Elysandra Cypriano, criadora do projeto, complementa que o diferencial do Astrominas é trazer o conhecimento científico de maneira aprofundada, contribuindo para o desenvolvimento da cidadania.
O projeto é voltado para meninas do ensino médio, entre 14 e 17 anos, e tem a astronomia como um ponto de partida para falar de outras áreas da ciências tanto por ser uma esfera interdisciplinar quanto por ser atrativa para as jovens.
Além de incentivar garotas mais jovens e facilitar o caminho delas até a universidade, ainda traz benefícios para as mulheres que já estão na graduação. “Eu criei o Astrominas pensando nas minhas meninas [alunas de iniciação científica e mestrado] e nas dificuldades que elas tinham. Eu visualizei o que podemos fazer de diferente na Educação Básica e como isso poderia ser revertido em coisas boas para as alunas da graduação”, aponta Elysandra.
A cada ano, as inscrições são abertas e algumas meninas são selecionadas. Em 2022, 600 garotas de quase 17 mil inscritas participaram do evento, que ocorreu remotamente. As selecionadas têm acesso a palestras gravadas, rodas de conversa com graduandas e pós-graduandas nas áreas científicas, e oficinas em que as participantes simulam conceitos aprendidos por meio de objetos que possuem em casa. Lilian exemplifica as oficinas pela construção de espectrômetros, instrumento óptico que mede as propriedades da luz numa determinada faixa do espectro eletromagnético, e da simulação do efeito estufa dentro da casa delas.
Os principais conteúdos abordados são de astronomia, geofísica, geociência, geologia, astrobiologia, oceanografia, matemática e física. Porém, para além dessas áreas, o evento aborda assuntos das ciências humanas, a fim de estimular o entendimento sobre a cidadania e a reflexão sobre o papel da mulher na sociedade.

» REGISTROS
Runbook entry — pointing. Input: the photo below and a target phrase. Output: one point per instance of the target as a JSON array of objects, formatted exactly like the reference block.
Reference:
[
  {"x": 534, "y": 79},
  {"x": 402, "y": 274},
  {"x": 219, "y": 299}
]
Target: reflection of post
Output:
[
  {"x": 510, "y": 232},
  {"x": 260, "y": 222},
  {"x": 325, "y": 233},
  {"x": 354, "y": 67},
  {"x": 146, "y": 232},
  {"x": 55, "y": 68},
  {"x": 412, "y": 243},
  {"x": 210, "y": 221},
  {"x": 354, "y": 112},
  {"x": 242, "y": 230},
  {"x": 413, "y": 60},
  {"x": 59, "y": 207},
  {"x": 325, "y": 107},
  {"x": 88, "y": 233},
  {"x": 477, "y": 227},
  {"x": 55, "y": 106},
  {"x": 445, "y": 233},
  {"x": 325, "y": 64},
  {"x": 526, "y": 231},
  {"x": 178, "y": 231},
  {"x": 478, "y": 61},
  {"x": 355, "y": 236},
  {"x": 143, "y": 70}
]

» TAREFAS
[a] Transcreva do texto sobre o Astrominas a parte que começa em "Elysandra Cypriano, criadora" e segue até "desenvolvimento da cidadania.".
[b] Por favor, traduza para o inglês esta frase do texto sobre o Astrominas: "Os principais conteúdos abordados são de astronomia, geofísica, geociência, geologia, astrobiologia, oceanografia, matemática e física."

» GABARITO
[a]
Elysandra Cypriano, criadora do projeto, complementa que o diferencial do Astrominas é trazer o conhecimento científico de maneira aprofundada, contribuindo para o desenvolvimento da cidadania.

[b] The main topics covered are astronomy, geophysics, geoscience, geology, astrobiology, oceanography, mathematics, and physics.